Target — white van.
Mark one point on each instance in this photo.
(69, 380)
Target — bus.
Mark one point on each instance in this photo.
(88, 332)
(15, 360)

What is expected: All of the records must be repeated exactly.

Exercise solution:
Target — white van.
Mark one point on each instance in this photo.
(69, 380)
Target — bus.
Mark one point on each instance in this photo.
(88, 332)
(15, 360)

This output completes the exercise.